• _WRITTEN PROBLEM_:
Give back the stretch of entries from the start through the line containing "point(251, 236)", replacing "pointer" with "marker" and keeping everything else the same. Leave the pictures out of your answer.

** BEGIN DATA LISTING **

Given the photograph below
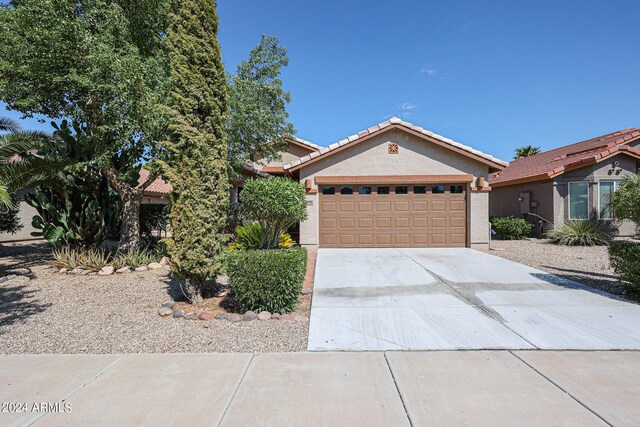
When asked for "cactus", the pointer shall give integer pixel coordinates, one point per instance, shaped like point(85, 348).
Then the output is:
point(81, 210)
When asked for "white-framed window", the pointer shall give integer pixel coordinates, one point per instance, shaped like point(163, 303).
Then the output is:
point(579, 200)
point(605, 190)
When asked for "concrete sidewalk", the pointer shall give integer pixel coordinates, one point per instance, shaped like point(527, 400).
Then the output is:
point(355, 389)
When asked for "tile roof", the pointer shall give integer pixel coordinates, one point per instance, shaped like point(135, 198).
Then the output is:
point(305, 142)
point(158, 187)
point(394, 121)
point(555, 162)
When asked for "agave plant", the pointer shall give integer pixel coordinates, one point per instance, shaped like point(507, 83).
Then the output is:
point(251, 236)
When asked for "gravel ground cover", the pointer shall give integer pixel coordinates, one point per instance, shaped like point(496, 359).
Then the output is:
point(42, 311)
point(588, 265)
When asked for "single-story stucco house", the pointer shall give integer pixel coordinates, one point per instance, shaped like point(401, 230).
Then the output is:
point(569, 183)
point(392, 185)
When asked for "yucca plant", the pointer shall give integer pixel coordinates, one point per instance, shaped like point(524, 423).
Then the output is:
point(579, 233)
point(250, 236)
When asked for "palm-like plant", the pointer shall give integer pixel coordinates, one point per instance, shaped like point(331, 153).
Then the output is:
point(526, 151)
point(19, 166)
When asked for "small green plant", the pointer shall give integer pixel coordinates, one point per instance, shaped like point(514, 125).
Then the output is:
point(579, 233)
point(88, 259)
point(511, 228)
point(276, 204)
point(625, 261)
point(267, 279)
point(249, 236)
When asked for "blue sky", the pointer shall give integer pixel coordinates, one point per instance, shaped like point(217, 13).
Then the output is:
point(493, 75)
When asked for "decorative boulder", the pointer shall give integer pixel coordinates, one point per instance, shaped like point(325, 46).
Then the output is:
point(106, 271)
point(165, 311)
point(264, 315)
point(249, 316)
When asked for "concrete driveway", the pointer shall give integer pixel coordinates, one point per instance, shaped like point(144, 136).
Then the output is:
point(443, 299)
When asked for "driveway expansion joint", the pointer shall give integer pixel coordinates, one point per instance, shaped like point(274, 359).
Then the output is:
point(560, 388)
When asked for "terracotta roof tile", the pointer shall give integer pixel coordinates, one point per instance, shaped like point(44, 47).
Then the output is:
point(556, 161)
point(400, 122)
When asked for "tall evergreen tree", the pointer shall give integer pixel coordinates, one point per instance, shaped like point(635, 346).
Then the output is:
point(196, 163)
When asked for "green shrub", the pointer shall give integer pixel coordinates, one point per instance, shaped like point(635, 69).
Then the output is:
point(276, 204)
point(9, 221)
point(579, 233)
point(88, 259)
point(249, 236)
point(267, 279)
point(511, 228)
point(625, 261)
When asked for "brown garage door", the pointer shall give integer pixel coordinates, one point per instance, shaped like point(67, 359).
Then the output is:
point(391, 215)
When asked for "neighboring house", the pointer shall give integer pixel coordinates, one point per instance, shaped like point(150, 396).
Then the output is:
point(569, 183)
point(395, 185)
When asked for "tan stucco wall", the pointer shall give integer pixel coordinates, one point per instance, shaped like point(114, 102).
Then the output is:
point(594, 174)
point(415, 157)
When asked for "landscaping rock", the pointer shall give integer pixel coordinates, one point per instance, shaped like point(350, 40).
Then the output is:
point(249, 316)
point(106, 271)
point(206, 316)
point(264, 315)
point(165, 311)
point(234, 318)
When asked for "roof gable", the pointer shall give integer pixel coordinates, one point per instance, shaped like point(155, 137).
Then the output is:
point(396, 123)
point(557, 161)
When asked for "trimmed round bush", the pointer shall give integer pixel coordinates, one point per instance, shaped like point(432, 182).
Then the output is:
point(267, 279)
point(511, 228)
point(625, 261)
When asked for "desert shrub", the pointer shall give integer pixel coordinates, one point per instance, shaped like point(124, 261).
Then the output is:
point(82, 210)
point(276, 204)
point(579, 233)
point(267, 279)
point(9, 221)
point(153, 217)
point(249, 236)
point(511, 228)
point(625, 261)
point(88, 259)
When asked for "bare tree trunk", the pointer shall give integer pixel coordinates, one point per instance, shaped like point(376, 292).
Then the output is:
point(130, 199)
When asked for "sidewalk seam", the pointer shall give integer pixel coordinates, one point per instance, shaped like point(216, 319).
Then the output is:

** END DATA LISTING **

• _CORRECT RESULT_:
Given the photograph below
When asked for "cactus", the marker shall give integer pixel coordinates, one point per instance, shaped like point(85, 348).
Then the output is:
point(81, 210)
When asked for "white-framed window", the marker shall give integer pixel coordinates, one point per instance, shaped like point(163, 303).
Then the output is:
point(579, 200)
point(605, 190)
When asked for "concrete sidewalk", the marker shall give integer pixel coordinates, one point per instance, shaped like point(527, 400).
Then the output is:
point(355, 389)
When asked for "tile roof", the marker shall give integer pixel coordinates, one point per instance, shaped like point(135, 198).
Then the output is:
point(305, 142)
point(158, 187)
point(394, 121)
point(555, 162)
When asked for "agave plant", the marker shall give integer pixel coordinates, one point per instance, shaped like point(507, 83).
Then the output is:
point(251, 236)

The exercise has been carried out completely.